# Goals
(a) List every calendar date that appears in the warrant offer excerpt.
(b) Reproduce the listing word for word, from the line containing "Q: Please detect the twig" through the listing's final line, both lines included.

In connection with the Extension Amendment, pursuant to their obligations under the Letter Agreement, the Offerors have collectively agreed to conduct the Offer to purchase 20,700,000 outstanding Public Warrants at a price of $1.00 per Public Warrant in connection with, the Offer. The Offer is not conditioned upon any minimum number of Public Warrants being tendered.

 

The Offerors commenced the Offer on September 12, 2019, promptly following the filing of the Company’s preliminary proxy statement on September 10, 2019, pursuant to which the Offerors offered to purchase 20,700,000 Public Warrants at a purchase price of $1.00 per Public Warrant, which offer would end at 11:59 p.m., Eastern Time, on October 11, 2019, or such later date to which the Offerors may extend the Offer.

# Record excerpts
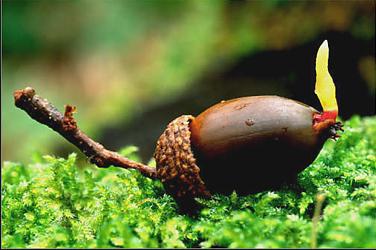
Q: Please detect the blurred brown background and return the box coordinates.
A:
[1,0,375,162]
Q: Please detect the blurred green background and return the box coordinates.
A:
[1,0,375,162]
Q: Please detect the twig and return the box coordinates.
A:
[14,87,157,179]
[311,194,326,249]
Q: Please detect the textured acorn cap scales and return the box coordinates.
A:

# Answers to the problems
(a)
September 12, 2019
September 10, 2019
October 11, 2019

(b)
Q: Please detect the twig and return the box coordinates.
A:
[14,87,157,179]
[311,194,326,249]
Q: Please detect the textured acorn cap scales and return the box coordinates.
A:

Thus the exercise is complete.